■ Material for the task:
------------------------

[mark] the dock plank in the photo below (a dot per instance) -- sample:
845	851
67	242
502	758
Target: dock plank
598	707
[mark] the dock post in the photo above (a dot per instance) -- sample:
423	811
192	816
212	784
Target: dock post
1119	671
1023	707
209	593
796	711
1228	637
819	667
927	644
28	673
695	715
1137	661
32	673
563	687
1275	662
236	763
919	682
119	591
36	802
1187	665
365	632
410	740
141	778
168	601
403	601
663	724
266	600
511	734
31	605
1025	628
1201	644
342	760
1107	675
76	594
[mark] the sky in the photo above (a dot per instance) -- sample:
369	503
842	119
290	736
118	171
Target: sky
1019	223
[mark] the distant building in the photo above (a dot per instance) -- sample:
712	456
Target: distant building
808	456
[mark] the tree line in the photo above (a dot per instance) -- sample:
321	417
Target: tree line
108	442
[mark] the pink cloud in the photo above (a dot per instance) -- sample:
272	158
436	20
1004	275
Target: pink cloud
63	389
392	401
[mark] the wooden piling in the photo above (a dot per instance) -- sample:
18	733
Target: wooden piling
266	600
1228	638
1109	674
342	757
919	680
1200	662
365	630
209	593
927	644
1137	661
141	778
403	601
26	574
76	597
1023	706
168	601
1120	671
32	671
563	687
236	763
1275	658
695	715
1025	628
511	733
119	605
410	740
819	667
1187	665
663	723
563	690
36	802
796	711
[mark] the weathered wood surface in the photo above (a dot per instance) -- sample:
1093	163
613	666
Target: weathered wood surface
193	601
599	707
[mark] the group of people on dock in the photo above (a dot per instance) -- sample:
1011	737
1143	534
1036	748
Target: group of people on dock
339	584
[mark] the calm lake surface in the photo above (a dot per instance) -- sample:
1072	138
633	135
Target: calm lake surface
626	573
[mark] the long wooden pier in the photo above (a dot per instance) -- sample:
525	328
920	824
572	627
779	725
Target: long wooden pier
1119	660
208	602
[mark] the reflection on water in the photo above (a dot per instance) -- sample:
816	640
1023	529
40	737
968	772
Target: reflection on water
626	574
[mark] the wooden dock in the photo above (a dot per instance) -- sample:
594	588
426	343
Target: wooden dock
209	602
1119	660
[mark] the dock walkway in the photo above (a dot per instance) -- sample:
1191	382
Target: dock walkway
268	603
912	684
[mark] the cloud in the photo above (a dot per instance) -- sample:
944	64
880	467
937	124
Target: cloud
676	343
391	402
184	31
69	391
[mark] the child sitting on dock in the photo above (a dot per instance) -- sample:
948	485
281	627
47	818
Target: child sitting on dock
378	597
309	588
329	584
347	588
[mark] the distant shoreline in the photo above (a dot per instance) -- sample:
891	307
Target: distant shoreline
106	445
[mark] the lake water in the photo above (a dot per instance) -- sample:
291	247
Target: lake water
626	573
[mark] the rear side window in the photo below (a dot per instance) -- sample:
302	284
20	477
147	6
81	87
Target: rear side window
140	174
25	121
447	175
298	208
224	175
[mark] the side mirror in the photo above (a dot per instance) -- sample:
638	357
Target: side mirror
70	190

------------------------

■ Your goal:
Repeat the data verbatim.

■ Worked answer:
[mark] the dock plank in the photo below (a dot per instance) -- sample:
845	851
67	242
502	758
Target: dock plank
598	707
[mark] the dock post in the photo above (a dot per instance) -- sample:
423	811
192	816
212	784
Target: dock post
1119	671
1023	707
209	593
796	711
1228	637
819	667
927	644
28	673
695	715
1137	661
32	673
563	687
1275	662
236	763
919	682
119	591
36	802
1187	665
365	632
410	740
141	778
168	601
403	601
663	724
266	600
511	734
31	605
1025	628
1201	644
342	760
1107	675
76	594
[mark] the sky in the photo above (a dot per instance) -- sample:
369	503
842	119
290	736
118	171
Target: sky
1019	223
[mark] the distant building in the photo above (a dot per instance) -- sample:
712	456
Target: distant building
808	456
[mark] the tree line in the photo above (a dot per instance) -- sample:
321	417
Target: tree line
108	442
[mark] the pink cloud in the photo above (a dot per instance) -- sample:
272	158
436	20
1004	275
Target: pink cloud
63	389
392	401
[mark] the wooden piling in the photo above (a dot per instance) -- sample:
18	733
Target: wooden piling
266	600
1228	638
1109	674
342	757
919	680
1200	662
365	630
209	593
927	644
1137	661
141	778
403	601
26	574
76	597
1023	706
168	601
1120	671
32	671
563	687
236	763
1275	658
695	715
1025	628
511	733
119	605
410	740
819	667
1187	665
663	723
563	690
36	802
796	711
[mark] the weathered wood surface in the photo above (a dot per instance) -- sample:
1093	163
613	666
Target: weathered wood surface
193	601
599	707
[mark] the group of people on dock in the photo above (a dot per instance) -- sample:
1011	737
1143	534
1036	748
Target: group of people on dock
339	584
[mark] the calm lake surface in the photo above (a dot per instance) -- sample:
1072	138
633	135
Target: calm lake surface
626	573
[mark] the long wooden pier in the photo above (a dot per instance) -- sample:
525	328
920	824
572	627
779	725
Target: long wooden pier
1119	660
208	602
[mark] the reflection on water in the photo above (a dot per instance) -- sample:
816	640
1023	529
40	737
968	772
Target: reflection on water
626	574
[mark] the wooden dock in the photo above (a dot per instance) -- sample:
594	588
426	343
Target: wooden dock
209	602
1119	660
[mark] the dock walkway in the photo above (a dot per instance) -- sample:
1191	382
Target: dock walkway
268	603
912	684
[mark] the cloud in the photo above (a dot per instance) -- sample:
944	64
880	467
937	124
Target: cloud
676	343
391	402
184	31
69	391
[mark] the child sitting on dock in the photo above (a dot per instance) -- sample:
948	485
281	627
47	818
Target: child sitting on dock
378	597
309	588
329	584
347	588
[mark] the distant shoreline in the photo above (a dot per instance) -- sample:
891	307
Target: distant shoreline
106	445
[mark] the lake water in the photo above (a dot per instance) -- sample:
291	247
Target: lake water
626	573
[mark] the rear side window in the photo below (a dot per instance) -- sample:
302	284
20	477
147	6
81	87
Target: rear side window
140	174
25	121
447	175
298	208
224	175
[mark] the side mirror in the photo above (a dot per instance) -- sample:
638	357
Target: side mirror
70	190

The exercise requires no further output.